● **Problem statement**: The reply should hold only the lines below from the one with "Mark the region of every instance of the tan" to the end, each copied exactly.

● **Dataset items**:
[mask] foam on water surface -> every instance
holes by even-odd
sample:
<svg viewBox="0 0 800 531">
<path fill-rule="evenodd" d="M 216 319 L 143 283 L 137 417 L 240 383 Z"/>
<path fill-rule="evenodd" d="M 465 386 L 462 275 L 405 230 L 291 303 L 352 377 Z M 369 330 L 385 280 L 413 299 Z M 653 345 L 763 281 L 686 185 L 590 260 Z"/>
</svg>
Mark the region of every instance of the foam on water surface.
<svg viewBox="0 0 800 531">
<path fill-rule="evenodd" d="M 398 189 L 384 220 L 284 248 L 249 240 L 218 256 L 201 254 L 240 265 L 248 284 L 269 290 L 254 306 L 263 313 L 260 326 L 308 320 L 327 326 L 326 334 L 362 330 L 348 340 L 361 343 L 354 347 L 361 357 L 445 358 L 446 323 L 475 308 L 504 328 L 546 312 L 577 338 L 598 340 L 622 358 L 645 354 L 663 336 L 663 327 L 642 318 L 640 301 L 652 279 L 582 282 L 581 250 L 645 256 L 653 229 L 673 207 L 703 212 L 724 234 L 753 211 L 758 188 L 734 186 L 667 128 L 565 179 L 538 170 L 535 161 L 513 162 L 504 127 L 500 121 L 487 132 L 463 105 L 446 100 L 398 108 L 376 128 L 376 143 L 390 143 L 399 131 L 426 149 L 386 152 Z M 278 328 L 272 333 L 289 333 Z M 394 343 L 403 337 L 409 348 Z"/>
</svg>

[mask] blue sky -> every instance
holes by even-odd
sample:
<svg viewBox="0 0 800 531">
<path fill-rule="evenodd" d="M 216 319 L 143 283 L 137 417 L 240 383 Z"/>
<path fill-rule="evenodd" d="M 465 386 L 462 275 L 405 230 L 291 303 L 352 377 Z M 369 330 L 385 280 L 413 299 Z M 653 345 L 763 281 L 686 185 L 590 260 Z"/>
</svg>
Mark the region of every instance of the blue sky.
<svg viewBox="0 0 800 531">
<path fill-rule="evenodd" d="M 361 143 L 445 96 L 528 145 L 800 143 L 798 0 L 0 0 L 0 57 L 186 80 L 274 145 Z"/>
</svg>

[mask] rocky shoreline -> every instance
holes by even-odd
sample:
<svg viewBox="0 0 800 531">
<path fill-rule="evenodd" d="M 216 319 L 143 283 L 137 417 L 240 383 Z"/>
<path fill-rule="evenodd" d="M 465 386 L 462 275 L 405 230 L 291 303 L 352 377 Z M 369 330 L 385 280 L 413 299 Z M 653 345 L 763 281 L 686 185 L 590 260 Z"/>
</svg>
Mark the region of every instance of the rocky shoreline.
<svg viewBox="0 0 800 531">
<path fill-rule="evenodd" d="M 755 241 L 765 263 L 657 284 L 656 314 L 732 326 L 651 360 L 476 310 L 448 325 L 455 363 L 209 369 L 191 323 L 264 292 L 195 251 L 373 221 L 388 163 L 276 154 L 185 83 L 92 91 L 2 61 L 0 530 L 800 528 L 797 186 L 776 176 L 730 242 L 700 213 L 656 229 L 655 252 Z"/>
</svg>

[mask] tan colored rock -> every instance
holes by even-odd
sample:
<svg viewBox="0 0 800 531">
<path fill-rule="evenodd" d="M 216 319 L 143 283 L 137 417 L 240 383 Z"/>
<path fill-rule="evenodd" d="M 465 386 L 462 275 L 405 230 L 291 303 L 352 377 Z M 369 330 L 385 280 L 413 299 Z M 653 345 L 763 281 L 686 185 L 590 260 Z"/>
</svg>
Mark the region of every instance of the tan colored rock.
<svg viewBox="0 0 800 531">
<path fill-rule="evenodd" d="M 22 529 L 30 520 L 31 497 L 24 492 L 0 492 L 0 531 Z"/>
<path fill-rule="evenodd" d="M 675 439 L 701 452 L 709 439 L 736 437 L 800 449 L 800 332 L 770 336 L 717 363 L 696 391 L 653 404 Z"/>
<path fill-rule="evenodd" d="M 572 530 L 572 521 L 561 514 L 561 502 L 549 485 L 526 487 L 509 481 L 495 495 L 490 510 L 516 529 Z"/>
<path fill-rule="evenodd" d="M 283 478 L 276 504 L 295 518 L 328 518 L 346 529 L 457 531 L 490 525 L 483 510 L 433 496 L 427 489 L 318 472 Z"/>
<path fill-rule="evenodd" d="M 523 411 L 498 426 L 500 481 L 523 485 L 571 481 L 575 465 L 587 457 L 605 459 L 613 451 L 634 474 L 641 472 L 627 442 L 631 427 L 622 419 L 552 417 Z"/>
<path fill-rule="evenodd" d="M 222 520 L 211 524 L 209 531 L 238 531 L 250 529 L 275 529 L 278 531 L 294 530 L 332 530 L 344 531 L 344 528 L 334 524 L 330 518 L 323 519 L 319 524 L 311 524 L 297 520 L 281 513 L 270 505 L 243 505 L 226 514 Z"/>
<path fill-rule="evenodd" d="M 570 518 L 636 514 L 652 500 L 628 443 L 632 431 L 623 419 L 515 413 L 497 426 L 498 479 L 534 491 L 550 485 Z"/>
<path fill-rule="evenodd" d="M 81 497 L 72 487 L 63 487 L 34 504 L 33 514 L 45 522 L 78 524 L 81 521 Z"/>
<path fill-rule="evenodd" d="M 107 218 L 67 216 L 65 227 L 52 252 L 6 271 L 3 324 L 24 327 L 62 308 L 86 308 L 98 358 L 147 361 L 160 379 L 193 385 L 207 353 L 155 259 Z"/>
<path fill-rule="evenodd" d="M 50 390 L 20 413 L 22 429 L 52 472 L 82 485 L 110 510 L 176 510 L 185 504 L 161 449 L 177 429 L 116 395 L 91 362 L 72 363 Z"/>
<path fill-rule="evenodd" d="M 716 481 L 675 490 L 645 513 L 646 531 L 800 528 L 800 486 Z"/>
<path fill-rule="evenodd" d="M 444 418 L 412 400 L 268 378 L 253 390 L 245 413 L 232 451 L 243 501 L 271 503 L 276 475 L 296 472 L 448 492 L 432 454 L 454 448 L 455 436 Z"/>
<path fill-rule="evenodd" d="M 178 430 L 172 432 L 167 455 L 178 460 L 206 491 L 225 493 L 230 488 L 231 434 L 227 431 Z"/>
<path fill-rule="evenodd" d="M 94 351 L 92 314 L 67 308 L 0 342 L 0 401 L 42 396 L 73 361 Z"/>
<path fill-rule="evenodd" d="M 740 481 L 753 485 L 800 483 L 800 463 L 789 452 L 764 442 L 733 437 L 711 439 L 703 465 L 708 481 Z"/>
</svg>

● **Worked solution**:
Mark the region of every instance of the tan colored rock.
<svg viewBox="0 0 800 531">
<path fill-rule="evenodd" d="M 22 529 L 30 520 L 31 497 L 24 492 L 0 492 L 0 531 Z"/>
<path fill-rule="evenodd" d="M 675 439 L 701 452 L 709 439 L 736 437 L 800 449 L 800 332 L 770 336 L 717 363 L 696 391 L 653 404 Z"/>
<path fill-rule="evenodd" d="M 572 530 L 572 521 L 561 514 L 561 502 L 549 485 L 526 487 L 509 481 L 495 495 L 490 510 L 516 529 Z"/>
<path fill-rule="evenodd" d="M 283 478 L 276 504 L 295 518 L 328 518 L 346 529 L 457 531 L 490 525 L 483 510 L 433 496 L 427 489 L 318 472 Z"/>
<path fill-rule="evenodd" d="M 523 411 L 498 426 L 500 481 L 523 485 L 571 481 L 575 465 L 587 457 L 605 459 L 613 451 L 634 474 L 641 472 L 627 442 L 631 427 L 622 419 L 552 417 Z"/>
<path fill-rule="evenodd" d="M 222 520 L 211 524 L 209 531 L 238 531 L 250 529 L 275 529 L 278 531 L 294 530 L 332 530 L 344 531 L 344 528 L 334 524 L 330 518 L 323 519 L 319 524 L 311 524 L 297 520 L 281 513 L 270 505 L 243 505 L 226 514 Z"/>
<path fill-rule="evenodd" d="M 570 518 L 636 514 L 652 500 L 628 443 L 632 431 L 623 419 L 515 413 L 497 426 L 498 479 L 534 491 L 550 485 Z"/>
<path fill-rule="evenodd" d="M 81 497 L 72 487 L 63 487 L 34 504 L 33 514 L 45 522 L 78 524 L 81 521 Z"/>
<path fill-rule="evenodd" d="M 107 218 L 67 216 L 65 227 L 52 252 L 6 271 L 3 324 L 24 327 L 62 308 L 86 308 L 98 358 L 147 361 L 160 379 L 193 385 L 207 353 L 155 259 Z"/>
<path fill-rule="evenodd" d="M 50 390 L 20 413 L 22 429 L 52 472 L 82 485 L 110 510 L 176 510 L 185 504 L 161 449 L 177 429 L 116 395 L 91 362 L 72 363 Z"/>
<path fill-rule="evenodd" d="M 716 481 L 675 490 L 645 513 L 646 531 L 800 528 L 800 486 Z"/>
<path fill-rule="evenodd" d="M 444 418 L 412 400 L 268 378 L 253 390 L 245 413 L 232 451 L 243 501 L 271 503 L 276 475 L 296 472 L 448 492 L 432 454 L 454 448 L 455 436 Z"/>
<path fill-rule="evenodd" d="M 178 430 L 172 432 L 167 455 L 178 460 L 206 491 L 225 493 L 230 488 L 231 434 L 227 431 Z"/>
<path fill-rule="evenodd" d="M 94 351 L 92 314 L 67 308 L 0 342 L 0 401 L 42 396 L 73 361 Z"/>
<path fill-rule="evenodd" d="M 740 481 L 753 485 L 800 483 L 800 463 L 789 452 L 764 442 L 733 437 L 711 439 L 703 465 L 708 481 Z"/>
</svg>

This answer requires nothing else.